----- Reading passage
In Focus: Bonnie Blake

After more than 30 years in film and television, camera operator Bonnie Blake shares her story of breaking into Hollywood and building the relationships that have shapped her career. 

Female camera operators are still the exception in film and TV, but that never deterred Bonnie Blake, who’s carved out an impressive career. She’s always in demand, and her credits read like a list of TV’s biggest hits, from Malcolm in the Middle to Monk to CSI: NY.

Blake had just finished shooting BET’s new show Being Mary Jane when we spoke with her about her career and the on-the-job challenges of being a camera operator. She also had tons of great advice for anyone who wants to work behind the lens.

Get In Media: Let’s start with how your career as a camera operator began.
Bonnie Blake: I grew up in Louisville, Kentucky, and I wanted to be an actress, so after I got an MFA in theater I moved to New York. Well, I did a thousand odd jobs to support myself, and got really frustrated with auditioning and not getting much paid work. Then a friend of mine suggested I try something completely different and take a photography class. I did and I really loved it, so I started working as a still photography assistant. One of the photographers was hired to make a 16mm movie for a client, so we both learned how to use a 16mm camera and how to record sound, and we went and shot a film in Iowa on a farm. I really enjoyed it, and a friend of mine in the film business said, “Well, if you wanted to work in motion pictures and got into the union, you could make a lot more money.” And it sort of broadened my horizon to think I could do something I enjoyed and be compensated really well.

The funny part is that when I told the still photographer what I wanted to do, he said, “You’ll never get in the union. Forget about that idea.” That sort of challenged me to prove him wrong in a way.

GIM: How did you go about getting into the union?
----------
→ Written exercise 1
Reproduce the Bonnie Blake interview word for word, from its heading to its last line.
The interview and the rows are unrelated material.
----- Material supplied
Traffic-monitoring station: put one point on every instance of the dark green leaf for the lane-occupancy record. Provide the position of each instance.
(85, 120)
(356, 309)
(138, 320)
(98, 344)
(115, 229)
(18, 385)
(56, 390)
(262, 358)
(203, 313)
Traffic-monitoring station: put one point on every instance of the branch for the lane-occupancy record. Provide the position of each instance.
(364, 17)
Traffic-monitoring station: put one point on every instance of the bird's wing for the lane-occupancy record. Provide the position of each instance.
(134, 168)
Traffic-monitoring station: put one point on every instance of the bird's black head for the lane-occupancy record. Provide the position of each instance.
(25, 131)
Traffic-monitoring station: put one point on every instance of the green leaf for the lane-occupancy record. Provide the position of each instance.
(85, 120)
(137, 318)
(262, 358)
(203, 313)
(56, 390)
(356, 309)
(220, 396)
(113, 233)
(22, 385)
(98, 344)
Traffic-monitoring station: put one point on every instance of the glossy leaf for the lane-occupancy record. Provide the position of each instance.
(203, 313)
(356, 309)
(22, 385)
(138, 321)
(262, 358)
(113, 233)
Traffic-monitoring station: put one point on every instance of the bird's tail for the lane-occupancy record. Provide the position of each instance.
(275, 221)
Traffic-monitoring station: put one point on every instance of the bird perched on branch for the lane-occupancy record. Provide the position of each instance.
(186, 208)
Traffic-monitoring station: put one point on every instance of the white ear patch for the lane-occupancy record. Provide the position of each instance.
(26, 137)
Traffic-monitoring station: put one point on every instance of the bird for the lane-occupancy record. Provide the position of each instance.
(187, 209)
----------
→ Written exercise 2
Please lay out every line of the rows above as a Markdown table with the columns Number and Row line, numbering the lines in order and leaving out any blank lines.

→ Exercise solution 1
In Focus: Bonnie Blake

After more than 30 years in film and television, camera operator Bonnie Blake shares her story of breaking into Hollywood and building the relationships that have shapped her career. 

Female camera operators are still the exception in film and TV, but that never deterred Bonnie Blake, who’s carved out an impressive career. She’s always in demand, and her credits read like a list of TV’s biggest hits, from Malcolm in the Middle to Monk to CSI: NY.

Blake had just finished shooting BET’s new show Being Mary Jane when we spoke with her about her career and the on-the-job challenges of being a camera operator. She also had tons of great advice for anyone who wants to work behind the lens.

Get In Media: Let’s start with how your career as a camera operator began.
Bonnie Blake: I grew up in Louisville, Kentucky, and I wanted to be an actress, so after I got an MFA in theater I moved to New York. Well, I did a thousand odd jobs to support myself, and got really frustrated with auditioning and not getting much paid work. Then a friend of mine suggested I try something completely different and take a photography class. I did and I really loved it, so I started working as a still photography assistant. One of the photographers was hired to make a 16mm movie for a client, so we both learned how to use a 16mm camera and how to record sound, and we went and shot a film in Iowa on a farm. I really enjoyed it, and a friend of mine in the film business said, “Well, if you wanted to work in motion pictures and got into the union, you could make a lot more money.” And it sort of broadened my horizon to think I could do something I enjoyed and be compensated really well.

The funny part is that when I told the still photographer what I wanted to do, he said, “You’ll never get in the union. Forget about that idea.” That sort of challenged me to prove him wrong in a way.

GIM: How did you go about getting into the union?

→ Exercise solution 2
| Number | Row line |
|---|---|
| 1 | Traffic-monitoring station: put one point on every instance of the dark green leaf for the lane-occupancy record. Provide the position of each instance. |
| 2 | (85, 120) |
| 3 | (356, 309) |
| 4 | (138, 320) |
| 5 | (98, 344) |
| 6 | (115, 229) |
| 7 | (18, 385) |
| 8 | (56, 390) |
| 9 | (262, 358) |
| 10 | (203, 313) |
| 11 | Traffic-monitoring station: put one point on every instance of the branch for the lane-occupancy record. Provide the position of each instance. |
| 12 | (364, 17) |
| 13 | Traffic-monitoring station: put one point on every instance of the bird's wing for the lane-occupancy record. Provide the position of each instance. |
| 14 | (134, 168) |
| 15 | Traffic-monitoring station: put one point on every instance of the bird's black head for the lane-occupancy record. Provide the position of each instance. |
| 16 | (25, 131) |
| 17 | Traffic-monitoring station: put one point on every instance of the green leaf for the lane-occupancy record. Provide the position of each instance. |
| 18 | (85, 120) |
| 19 | (137, 318) |
| 20 | (262, 358) |
| 21 | (203, 313) |
| 22 | (56, 390) |
| 23 | (356, 309) |
| 24 | (220, 396) |
| 25 | (113, 233) |
| 26 | (22, 385) |
| 27 | (98, 344) |
| 28 | Traffic-monitoring station: put one point on every instance of the glossy leaf for the lane-occupancy record. Provide the position of each instance. |
| 29 | (203, 313) |
| 30 | (356, 309) |
| 31 | (22, 385) |
| 32 | (138, 321) |
| 33 | (262, 358) |
| 34 | (113, 233) |
| 35 | Traffic-monitoring station: put one point on every instance of the bird's tail for the lane-occupancy record. Provide the position of each instance. |
| 36 | (275, 221) |
| 37 | Traffic-monitoring station: put one point on every instance of the bird perched on branch for the lane-occupancy record. Provide the position of each instance. |
| 38 | (186, 208) |
| 39 | Traffic-monitoring station: put one point on every instance of the white ear patch for the lane-occupancy record. Provide the position of each instance. |
| 40 | (26, 137) |
| 41 | Traffic-monitoring station: put one point on every instance of the bird for the lane-occupancy record. Provide the position of each instance. |
| 42 | (187, 209) |